» Dataset entries:
************

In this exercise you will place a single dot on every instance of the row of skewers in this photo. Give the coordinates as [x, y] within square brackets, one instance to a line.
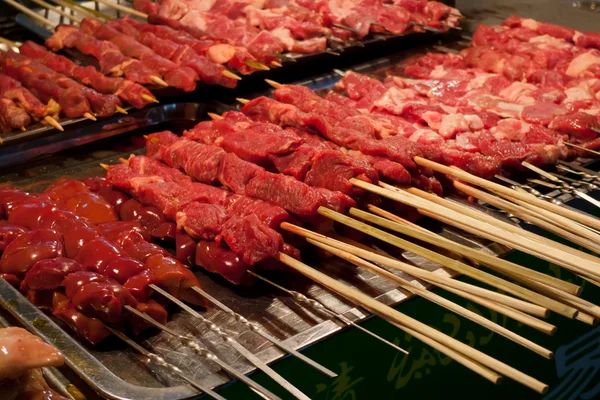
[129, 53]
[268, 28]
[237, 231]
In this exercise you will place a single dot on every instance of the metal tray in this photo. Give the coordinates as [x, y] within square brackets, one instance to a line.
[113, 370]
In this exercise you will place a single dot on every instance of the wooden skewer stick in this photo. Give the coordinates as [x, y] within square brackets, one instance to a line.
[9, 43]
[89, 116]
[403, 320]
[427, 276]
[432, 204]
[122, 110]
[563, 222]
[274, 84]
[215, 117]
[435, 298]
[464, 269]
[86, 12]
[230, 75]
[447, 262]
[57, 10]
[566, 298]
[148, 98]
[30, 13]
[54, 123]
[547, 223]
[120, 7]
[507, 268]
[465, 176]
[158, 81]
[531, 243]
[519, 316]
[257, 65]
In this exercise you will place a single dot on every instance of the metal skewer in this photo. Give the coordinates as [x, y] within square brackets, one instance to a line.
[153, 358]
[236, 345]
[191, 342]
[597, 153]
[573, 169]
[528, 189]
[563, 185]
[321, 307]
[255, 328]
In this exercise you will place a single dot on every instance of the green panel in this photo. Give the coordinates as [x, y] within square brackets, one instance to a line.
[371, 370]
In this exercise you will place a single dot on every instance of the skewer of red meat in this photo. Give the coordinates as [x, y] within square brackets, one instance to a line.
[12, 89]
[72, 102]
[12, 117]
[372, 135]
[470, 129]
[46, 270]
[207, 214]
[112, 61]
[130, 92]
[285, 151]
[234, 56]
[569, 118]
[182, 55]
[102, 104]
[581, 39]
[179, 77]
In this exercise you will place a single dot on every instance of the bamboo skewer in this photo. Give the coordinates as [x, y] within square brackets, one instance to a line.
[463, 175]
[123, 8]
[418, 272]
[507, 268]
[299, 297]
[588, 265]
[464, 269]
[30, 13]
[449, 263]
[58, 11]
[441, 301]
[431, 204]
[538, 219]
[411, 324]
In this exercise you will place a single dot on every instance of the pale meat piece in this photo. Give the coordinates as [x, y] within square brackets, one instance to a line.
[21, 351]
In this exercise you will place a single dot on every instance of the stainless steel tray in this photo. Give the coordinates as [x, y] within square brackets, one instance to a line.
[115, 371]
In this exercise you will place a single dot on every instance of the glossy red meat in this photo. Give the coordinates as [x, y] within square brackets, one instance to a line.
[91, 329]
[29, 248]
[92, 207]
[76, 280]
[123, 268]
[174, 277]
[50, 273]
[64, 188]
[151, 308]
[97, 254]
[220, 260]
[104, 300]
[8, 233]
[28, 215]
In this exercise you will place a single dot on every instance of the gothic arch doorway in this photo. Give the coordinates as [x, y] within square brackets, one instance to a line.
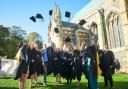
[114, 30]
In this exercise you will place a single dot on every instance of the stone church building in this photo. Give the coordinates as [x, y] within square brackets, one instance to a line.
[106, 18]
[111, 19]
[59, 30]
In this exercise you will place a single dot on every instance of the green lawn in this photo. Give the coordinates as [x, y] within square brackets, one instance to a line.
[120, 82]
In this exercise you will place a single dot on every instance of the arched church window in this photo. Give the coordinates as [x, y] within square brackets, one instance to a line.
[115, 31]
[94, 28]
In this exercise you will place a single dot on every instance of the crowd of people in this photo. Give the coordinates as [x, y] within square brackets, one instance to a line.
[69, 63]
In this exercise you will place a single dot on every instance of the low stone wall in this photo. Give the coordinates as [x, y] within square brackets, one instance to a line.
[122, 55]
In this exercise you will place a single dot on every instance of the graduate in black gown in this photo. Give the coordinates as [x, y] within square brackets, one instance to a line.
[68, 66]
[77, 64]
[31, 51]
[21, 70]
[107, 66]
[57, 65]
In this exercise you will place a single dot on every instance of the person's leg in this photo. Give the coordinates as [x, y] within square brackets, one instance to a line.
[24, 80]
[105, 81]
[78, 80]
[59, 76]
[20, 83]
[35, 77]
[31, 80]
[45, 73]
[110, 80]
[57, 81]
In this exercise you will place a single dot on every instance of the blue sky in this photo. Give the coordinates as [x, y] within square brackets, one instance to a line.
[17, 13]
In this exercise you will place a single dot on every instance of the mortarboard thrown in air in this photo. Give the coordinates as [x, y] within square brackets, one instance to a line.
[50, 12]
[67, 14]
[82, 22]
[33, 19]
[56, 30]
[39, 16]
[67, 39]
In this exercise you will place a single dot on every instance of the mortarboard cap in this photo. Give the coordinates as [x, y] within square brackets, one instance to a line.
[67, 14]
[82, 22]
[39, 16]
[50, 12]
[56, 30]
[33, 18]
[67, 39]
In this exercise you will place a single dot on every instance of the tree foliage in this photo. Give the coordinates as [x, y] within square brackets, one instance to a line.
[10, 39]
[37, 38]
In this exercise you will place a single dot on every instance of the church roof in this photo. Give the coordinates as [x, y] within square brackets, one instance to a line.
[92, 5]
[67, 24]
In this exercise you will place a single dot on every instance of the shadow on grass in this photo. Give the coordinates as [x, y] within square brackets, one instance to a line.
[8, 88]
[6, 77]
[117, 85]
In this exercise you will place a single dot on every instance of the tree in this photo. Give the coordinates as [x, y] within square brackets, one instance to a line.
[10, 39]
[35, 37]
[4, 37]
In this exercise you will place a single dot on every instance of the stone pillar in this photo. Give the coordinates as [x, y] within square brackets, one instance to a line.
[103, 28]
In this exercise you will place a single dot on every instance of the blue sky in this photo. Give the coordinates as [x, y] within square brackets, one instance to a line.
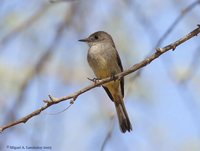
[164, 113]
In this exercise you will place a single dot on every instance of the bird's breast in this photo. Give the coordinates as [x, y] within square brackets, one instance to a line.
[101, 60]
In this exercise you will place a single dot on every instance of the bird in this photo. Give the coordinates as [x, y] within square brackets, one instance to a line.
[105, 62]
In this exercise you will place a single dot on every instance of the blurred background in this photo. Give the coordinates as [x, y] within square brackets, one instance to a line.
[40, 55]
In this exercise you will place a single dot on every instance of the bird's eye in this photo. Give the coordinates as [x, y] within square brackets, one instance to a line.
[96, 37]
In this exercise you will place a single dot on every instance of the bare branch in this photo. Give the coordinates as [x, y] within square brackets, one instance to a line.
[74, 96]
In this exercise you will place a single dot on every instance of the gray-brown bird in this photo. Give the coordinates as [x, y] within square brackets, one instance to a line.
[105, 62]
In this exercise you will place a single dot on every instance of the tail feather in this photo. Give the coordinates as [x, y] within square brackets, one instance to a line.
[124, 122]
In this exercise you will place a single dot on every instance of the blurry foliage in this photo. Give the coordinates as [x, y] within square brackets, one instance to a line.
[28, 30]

************

Copy every record exactly as it appears, apart from any pictures.

In this exercise you will place a single dot on every instance of the row of skewers in this photo. Give the coordinates as [x, y] within square brackets, one instance to a line.
[129, 53]
[268, 28]
[237, 231]
In this exercise you will place a single dot on every instance of the metal tray in this photo. Give the coordinates as [x, y] within square brackets, one instance to a line.
[113, 370]
In this exercise you will place a single dot on every instance of the wooden skewer stick in this photo. Give the coordinates as [x, y] within square brackets, one instance to a line.
[9, 43]
[89, 116]
[403, 320]
[427, 276]
[432, 204]
[122, 110]
[563, 222]
[274, 84]
[215, 117]
[435, 298]
[464, 269]
[86, 12]
[230, 75]
[447, 262]
[57, 10]
[566, 298]
[148, 98]
[30, 13]
[54, 123]
[547, 223]
[120, 7]
[507, 268]
[465, 176]
[158, 81]
[531, 243]
[519, 316]
[257, 65]
In this exercise you will place a single dot on every instance of the metal skewer in this photo. Give the coordinates as [x, y] within square brackets, one instance to a line.
[153, 358]
[236, 345]
[191, 342]
[597, 153]
[573, 169]
[528, 189]
[563, 185]
[321, 307]
[255, 328]
In this exercise you will place a single dot on every instance of the green panel in this photo. Give the coordinates as [x, y] within square brackets, one instance to a line.
[371, 370]
In this exercise you will place a single dot on every instance of the skewer of red meat in this photo. Give the coordinates as [x, y] within square brackets, one instance to a line.
[12, 89]
[72, 102]
[12, 117]
[372, 135]
[470, 129]
[46, 270]
[207, 214]
[112, 61]
[130, 92]
[285, 151]
[234, 56]
[569, 118]
[182, 55]
[102, 104]
[581, 39]
[179, 77]
In this exercise you will place a single dot on every instance of the bamboo skewer in this photo. Give the coordinates as [x, y] within square brackets, one instance to a line.
[463, 175]
[123, 8]
[418, 272]
[507, 268]
[299, 297]
[588, 265]
[464, 269]
[30, 13]
[449, 263]
[58, 11]
[441, 301]
[431, 204]
[538, 219]
[411, 324]
In this exercise you will place a single dot on every instance of the pale meat piece in this photo. Give the coordinates as [x, y] within square brackets, one instance to a line.
[21, 351]
In this exercise you will place a single dot on every instance of the stainless steel tray in this photo. Give the coordinates as [x, y] within square brackets, one instance to a line.
[115, 371]
In this exercise you will place a single dot on every instance of the glossy red meat in this photo. Give the coordinates as [x, y] within square brackets, one instance to a line.
[91, 329]
[29, 248]
[92, 207]
[76, 280]
[123, 268]
[174, 277]
[50, 273]
[64, 188]
[151, 308]
[97, 254]
[220, 260]
[104, 300]
[8, 233]
[28, 215]
In this exercise you will place a single dot on every instance of the gothic arch doorway in this photo. Give the coordinates as [x, y] within square brackets, one instance to a line.
[114, 30]
In this exercise you will place a single dot on every instance of the stone church building in this photo. Give the coordinates as [x, y] within square brackets, one instance to a line.
[106, 18]
[111, 19]
[59, 30]
In this exercise you will place a single dot on every instance of the green lawn in this photo. Give the coordinates as [x, y] within square brackets, one instance to a line.
[120, 82]
In this exercise you will place a single dot on every instance of the arched church window in this photo. Give the coordinates as [x, y] within square brackets, one instance to a line.
[115, 31]
[94, 28]
In this exercise you will place a single dot on every instance of the crowd of people in this photo. Give the coordinates as [x, y] within square brackets, one instance to a line.
[69, 63]
In this exercise you will place a single dot on every instance of the low stone wall in this photo. Give the coordinates as [x, y] within square brackets, one instance to a line.
[122, 55]
In this exercise you will place a single dot on every instance of the graduate in black gown in this photo. Give the coordinates as [x, y] within square brackets, one instance to a line.
[68, 66]
[77, 64]
[31, 51]
[21, 70]
[107, 66]
[57, 65]
In this exercise you will place a single dot on every instance of the person's leg in this photo. Give the coordinates as [x, y] within square brackets, one instance to a line.
[24, 80]
[105, 81]
[78, 80]
[59, 76]
[20, 83]
[35, 77]
[31, 80]
[45, 73]
[110, 80]
[57, 81]
In this exercise you will place a single dot on every instance of the blue sky in this photo. Give the coordinates as [x, y] within square brackets, one instance to a line.
[17, 13]
In this exercise you will place a single dot on every instance of the mortarboard thrown in air in this photo. Give the coordinates as [x, y] within square brackets, one instance to a line.
[50, 12]
[67, 14]
[82, 22]
[33, 19]
[56, 30]
[39, 16]
[67, 39]
In this exercise you will place a single dot on every instance of the mortarboard cap in this photo. Give the coordinates as [x, y] within square brackets, one instance to a line.
[67, 14]
[82, 22]
[39, 16]
[50, 12]
[56, 30]
[33, 18]
[67, 39]
In this exercise you will place a single dot on every instance of the tree foliage in this photo. Give the coordinates as [x, y] within square brackets, one instance to a line.
[10, 39]
[37, 38]
In this exercise you will place a single dot on every instance of the church roof in this photo. Give the coordinates as [x, y] within square brackets, one instance to a line.
[92, 5]
[67, 24]
In this exercise you will place a single dot on every instance of the shadow on grass in this photo. Give the coordinates as [x, y] within square brackets, one instance to a line.
[8, 88]
[6, 77]
[117, 85]
In this exercise you will place a single dot on every instance of the tree in this photo. Give the coordinates as [x, y] within square brackets, one instance to a line.
[10, 39]
[35, 37]
[4, 37]
In this exercise you will place a single dot on every instance of the stone pillar in this photo. Give the coordinates as [x, y] within square brackets, one instance to a line.
[103, 28]
In this exercise you will place a single dot on every instance of the blue sky in this photo. Give the coordinates as [x, y] within square brackets, one instance to a line.
[164, 113]
In this exercise you will place a single dot on every instance of the bird's breast in this photo. Give the coordinates as [x, y] within square brackets, one instance to a line.
[101, 60]
In this exercise you will place a single dot on every instance of the bird in this photo. Give the coordinates as [x, y] within square brackets, one instance to a line.
[105, 62]
In this exercise you will place a single dot on every instance of the blurred background in this photo. Give the coordinates as [x, y] within square brackets, one instance to a line.
[40, 55]
In this exercise you will place a single dot on every instance of the bird's eye in this photo. Give the coordinates as [x, y] within square brackets, one instance to a line.
[96, 37]
In this exercise you will place a single dot on every instance of the bare branch in this photo. Give the coordinates as [x, y] within square brackets, one instance to a line.
[74, 96]
In this exercise you will place a single dot on every instance of the gray-brown bird in this photo. Give the coordinates as [x, y] within square brackets, one instance to a line.
[105, 62]
In this exercise you will place a single dot on every instance of the tail feather in this photo. Give the coordinates as [x, y] within square brackets, one instance to a line.
[124, 122]
In this exercise you will place a single dot on every instance of the blurry foliage in this photo. Give the coordinates as [x, y] within square brackets, one instance to a line.
[28, 30]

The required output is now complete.